Output the listing below exactly, minus its images.

■ ■ ■ ■

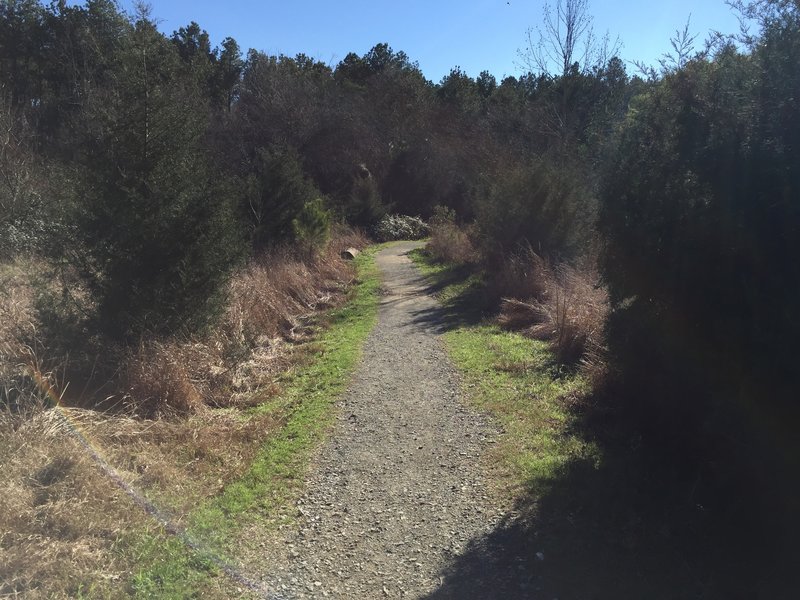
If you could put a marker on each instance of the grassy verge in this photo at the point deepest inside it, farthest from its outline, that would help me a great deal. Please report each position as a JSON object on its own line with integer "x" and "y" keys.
{"x": 177, "y": 567}
{"x": 516, "y": 380}
{"x": 575, "y": 484}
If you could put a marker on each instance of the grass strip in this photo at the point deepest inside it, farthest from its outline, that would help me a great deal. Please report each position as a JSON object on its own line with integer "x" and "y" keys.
{"x": 517, "y": 381}
{"x": 178, "y": 567}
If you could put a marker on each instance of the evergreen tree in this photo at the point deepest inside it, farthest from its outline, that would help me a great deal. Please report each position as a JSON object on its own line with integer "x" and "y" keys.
{"x": 157, "y": 227}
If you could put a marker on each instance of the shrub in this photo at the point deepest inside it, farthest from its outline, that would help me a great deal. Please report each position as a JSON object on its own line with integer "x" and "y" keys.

■ ■ ■ ■

» Result for this task
If you could put a marker on each instance of the grassy verge in this photo at the point deepest inside it, farthest from its outline, that would help me a great deal. Please report each position as a JSON object on its own line with integer "x" and "y" keys.
{"x": 177, "y": 567}
{"x": 516, "y": 380}
{"x": 575, "y": 484}
If you could put a marker on each instance of the grass strip in this photo at the point deepest inside it, farthest from its outline, that would help me a great deal. Please report each position as a JSON object on its own line with integer "x" and "y" keys.
{"x": 517, "y": 381}
{"x": 178, "y": 567}
If you could put a marker on each instance of the evergreen tree in this photo at the point deepest inside it, farthest from its outline, that would help me a great deal. Please report each position as a JSON object on its own line with integer "x" and "y" keys.
{"x": 157, "y": 227}
If you could put a marker on each instance of the shrub in this photo at the point deepest inside it, farthest from its outline, that would help me a great deal. Please report each position as a JSON object on its own line with integer "x" and "y" keys.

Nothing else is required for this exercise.